### RECORDS TO PROCESS
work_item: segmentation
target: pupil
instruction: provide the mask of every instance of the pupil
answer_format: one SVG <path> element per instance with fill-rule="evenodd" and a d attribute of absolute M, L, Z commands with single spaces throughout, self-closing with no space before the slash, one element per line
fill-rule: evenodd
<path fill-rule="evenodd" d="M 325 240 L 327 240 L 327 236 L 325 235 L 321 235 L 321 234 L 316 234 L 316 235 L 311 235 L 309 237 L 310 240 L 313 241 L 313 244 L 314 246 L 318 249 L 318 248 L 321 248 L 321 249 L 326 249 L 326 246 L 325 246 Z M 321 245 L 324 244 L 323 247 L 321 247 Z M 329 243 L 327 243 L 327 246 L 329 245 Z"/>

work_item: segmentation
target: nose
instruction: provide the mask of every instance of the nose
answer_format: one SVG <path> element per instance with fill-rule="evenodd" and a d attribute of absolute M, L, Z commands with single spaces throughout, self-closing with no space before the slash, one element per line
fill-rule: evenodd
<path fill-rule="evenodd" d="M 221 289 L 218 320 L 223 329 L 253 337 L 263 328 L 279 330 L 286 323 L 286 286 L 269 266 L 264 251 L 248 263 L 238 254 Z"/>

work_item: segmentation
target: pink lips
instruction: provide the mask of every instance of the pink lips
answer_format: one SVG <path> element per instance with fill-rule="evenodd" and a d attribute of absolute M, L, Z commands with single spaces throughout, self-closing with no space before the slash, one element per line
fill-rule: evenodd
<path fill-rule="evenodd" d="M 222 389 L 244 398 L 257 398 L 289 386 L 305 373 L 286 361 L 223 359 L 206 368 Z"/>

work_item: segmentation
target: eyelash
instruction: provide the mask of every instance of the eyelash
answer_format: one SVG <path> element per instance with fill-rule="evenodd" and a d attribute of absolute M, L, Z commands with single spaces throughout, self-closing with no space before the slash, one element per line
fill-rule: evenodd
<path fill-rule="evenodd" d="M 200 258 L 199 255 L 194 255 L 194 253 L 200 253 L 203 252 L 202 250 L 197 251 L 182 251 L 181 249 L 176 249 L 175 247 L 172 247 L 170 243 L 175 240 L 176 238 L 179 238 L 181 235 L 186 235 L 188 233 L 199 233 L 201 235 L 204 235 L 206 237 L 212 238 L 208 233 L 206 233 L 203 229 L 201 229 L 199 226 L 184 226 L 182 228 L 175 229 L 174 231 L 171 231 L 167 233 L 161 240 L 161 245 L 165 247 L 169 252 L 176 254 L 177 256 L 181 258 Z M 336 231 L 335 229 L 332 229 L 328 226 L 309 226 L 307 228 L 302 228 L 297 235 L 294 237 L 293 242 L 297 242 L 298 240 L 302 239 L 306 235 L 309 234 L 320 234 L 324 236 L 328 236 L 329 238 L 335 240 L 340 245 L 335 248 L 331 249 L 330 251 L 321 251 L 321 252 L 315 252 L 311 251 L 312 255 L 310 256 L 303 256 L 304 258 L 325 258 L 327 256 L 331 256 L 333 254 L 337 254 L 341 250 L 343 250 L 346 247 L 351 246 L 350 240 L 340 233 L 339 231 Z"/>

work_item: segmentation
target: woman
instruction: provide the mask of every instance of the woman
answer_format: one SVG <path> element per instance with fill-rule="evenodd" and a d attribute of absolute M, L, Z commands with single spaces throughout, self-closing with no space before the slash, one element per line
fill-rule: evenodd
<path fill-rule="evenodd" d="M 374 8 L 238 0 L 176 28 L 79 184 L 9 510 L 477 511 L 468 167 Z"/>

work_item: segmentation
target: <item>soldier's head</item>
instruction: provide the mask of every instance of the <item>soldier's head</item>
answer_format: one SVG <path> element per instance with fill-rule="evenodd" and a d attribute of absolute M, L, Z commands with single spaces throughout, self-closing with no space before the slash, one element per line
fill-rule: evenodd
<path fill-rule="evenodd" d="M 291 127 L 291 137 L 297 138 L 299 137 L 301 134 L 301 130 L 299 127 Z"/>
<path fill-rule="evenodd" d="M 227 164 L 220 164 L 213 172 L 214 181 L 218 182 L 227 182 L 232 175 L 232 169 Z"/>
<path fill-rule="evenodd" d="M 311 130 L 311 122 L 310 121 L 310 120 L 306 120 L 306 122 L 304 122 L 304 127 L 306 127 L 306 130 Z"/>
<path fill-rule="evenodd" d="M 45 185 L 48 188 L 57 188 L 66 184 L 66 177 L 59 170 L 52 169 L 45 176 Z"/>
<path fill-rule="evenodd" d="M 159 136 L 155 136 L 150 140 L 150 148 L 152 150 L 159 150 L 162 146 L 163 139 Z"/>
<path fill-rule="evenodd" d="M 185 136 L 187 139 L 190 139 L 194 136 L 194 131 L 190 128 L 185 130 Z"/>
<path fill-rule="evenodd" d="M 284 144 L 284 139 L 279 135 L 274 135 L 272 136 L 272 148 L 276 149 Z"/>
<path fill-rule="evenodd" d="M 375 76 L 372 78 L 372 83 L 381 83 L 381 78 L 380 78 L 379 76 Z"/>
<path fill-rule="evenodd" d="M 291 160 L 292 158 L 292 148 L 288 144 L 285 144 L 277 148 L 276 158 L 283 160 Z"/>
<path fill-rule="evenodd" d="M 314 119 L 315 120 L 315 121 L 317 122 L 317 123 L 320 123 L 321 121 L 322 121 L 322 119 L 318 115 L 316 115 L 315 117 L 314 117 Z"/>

### WHAT IS REQUIRED
Render the data above as a two-column CSV with the header instruction,mask and one row per request. Put each request's instruction text and its full answer in one quoted field each, with line breaks turned into spaces.

### RESULT OF THE EXERCISE
instruction,mask
"work_item: segmentation target: pupil instruction: provide the mask of every instance of the pupil answer_format: one SVG <path> element per instance with fill-rule=""evenodd"" and a d attribute of absolute M, L, Z commands with single spaces throughout, self-closing with no space before the slash, one element per line fill-rule: evenodd","<path fill-rule=""evenodd"" d=""M 325 240 L 327 240 L 327 236 L 325 235 L 321 235 L 321 234 L 316 234 L 316 235 L 311 235 L 309 237 L 310 240 L 313 241 L 313 244 L 314 246 L 318 249 L 318 248 L 321 248 L 321 249 L 326 249 L 326 246 L 325 246 Z M 321 245 L 324 244 L 323 247 L 321 247 Z M 329 243 L 327 243 L 327 246 L 329 245 Z""/>"
"work_item: segmentation target: nose instruction: provide the mask of every instance of the nose answer_format: one SVG <path> element per instance with fill-rule=""evenodd"" and a d attribute of absolute M, L, Z commands with single spaces throughout, self-closing with no space before the slash, one element per line fill-rule: evenodd","<path fill-rule=""evenodd"" d=""M 221 289 L 218 320 L 223 329 L 253 337 L 263 328 L 279 330 L 286 323 L 286 286 L 269 266 L 264 251 L 248 263 L 238 254 Z""/>"
"work_item: segmentation target: pink lips instruction: provide the mask of every instance of the pink lips answer_format: one SVG <path> element per instance with fill-rule=""evenodd"" and a d attribute of absolute M, L, Z commands with single spaces throughout, self-closing with no space before the slash, one element per line fill-rule: evenodd","<path fill-rule=""evenodd"" d=""M 222 389 L 244 398 L 257 398 L 289 386 L 305 373 L 286 361 L 223 359 L 206 368 Z""/>"
"work_item: segmentation target: eyelash instruction: provide the mask of every instance of the eyelash answer_format: one SVG <path> element per instance with fill-rule=""evenodd"" and a d attribute of absolute M, L, Z commands with single spaces throughout, self-closing with no space before the slash, one element per line fill-rule: evenodd","<path fill-rule=""evenodd"" d=""M 200 258 L 199 255 L 194 255 L 194 253 L 200 253 L 203 252 L 202 250 L 197 251 L 182 251 L 181 249 L 176 249 L 175 247 L 172 247 L 170 243 L 175 240 L 176 238 L 179 238 L 181 235 L 186 235 L 188 233 L 199 233 L 201 235 L 204 235 L 206 237 L 212 238 L 208 233 L 206 233 L 203 229 L 201 229 L 199 226 L 184 226 L 182 228 L 175 229 L 174 231 L 171 231 L 167 233 L 161 240 L 161 245 L 165 247 L 169 252 L 176 254 L 177 256 L 181 258 Z M 336 231 L 335 229 L 332 229 L 328 226 L 309 226 L 307 228 L 302 228 L 297 235 L 294 237 L 293 242 L 297 242 L 298 240 L 302 239 L 306 235 L 309 234 L 320 234 L 324 236 L 328 236 L 329 238 L 335 240 L 340 245 L 335 248 L 331 249 L 330 251 L 321 251 L 321 252 L 315 252 L 311 251 L 312 255 L 310 256 L 303 256 L 304 258 L 325 258 L 327 256 L 331 256 L 333 254 L 337 254 L 341 250 L 343 250 L 346 247 L 351 246 L 350 240 L 340 233 L 339 231 Z""/>"
"work_item: segmentation target: woman instruction: provide the mask of every instance of the woman answer_format: one SVG <path> element per instance with fill-rule=""evenodd"" and a d attribute of absolute M, L, Z commands with single spaces throughout, self-closing with no space before the slash, one element per line fill-rule: evenodd","<path fill-rule=""evenodd"" d=""M 374 8 L 238 0 L 176 28 L 79 184 L 9 510 L 477 511 L 468 167 Z""/>"
"work_item: segmentation target: <item>soldier's head</item> instruction: provide the mask of every instance of the <item>soldier's head</item> answer_format: one SVG <path> element per instance with fill-rule=""evenodd"" and a d attribute of absolute M, L, Z commands with single spaces throughout, self-closing with no space before the slash, one element per line fill-rule: evenodd","<path fill-rule=""evenodd"" d=""M 291 127 L 291 137 L 297 138 L 299 137 L 301 134 L 301 130 L 299 127 Z""/> <path fill-rule=""evenodd"" d=""M 227 164 L 220 164 L 213 172 L 214 181 L 218 182 L 227 182 L 232 175 L 232 169 Z""/> <path fill-rule=""evenodd"" d=""M 311 130 L 311 122 L 310 121 L 310 120 L 306 120 L 306 122 L 304 122 L 304 127 L 306 127 L 306 130 Z""/> <path fill-rule=""evenodd"" d=""M 45 185 L 48 188 L 57 188 L 66 184 L 66 177 L 59 170 L 52 169 L 45 176 Z""/> <path fill-rule=""evenodd"" d=""M 159 136 L 155 136 L 150 140 L 150 148 L 152 150 L 159 150 L 162 146 L 163 139 Z""/> <path fill-rule=""evenodd"" d=""M 185 136 L 187 139 L 190 139 L 194 136 L 194 131 L 190 128 L 185 130 Z""/> <path fill-rule=""evenodd"" d=""M 284 144 L 284 139 L 279 135 L 274 135 L 272 136 L 272 148 L 276 149 Z""/> <path fill-rule=""evenodd"" d=""M 375 76 L 372 78 L 372 83 L 381 83 L 381 78 L 380 78 L 379 76 Z""/> <path fill-rule=""evenodd"" d=""M 291 160 L 292 158 L 292 148 L 288 144 L 285 144 L 277 148 L 276 158 L 283 160 Z""/> <path fill-rule=""evenodd"" d=""M 314 119 L 315 120 L 315 121 L 317 122 L 317 123 L 320 123 L 321 121 L 322 121 L 322 119 L 318 115 L 316 115 L 315 117 L 314 117 Z""/>"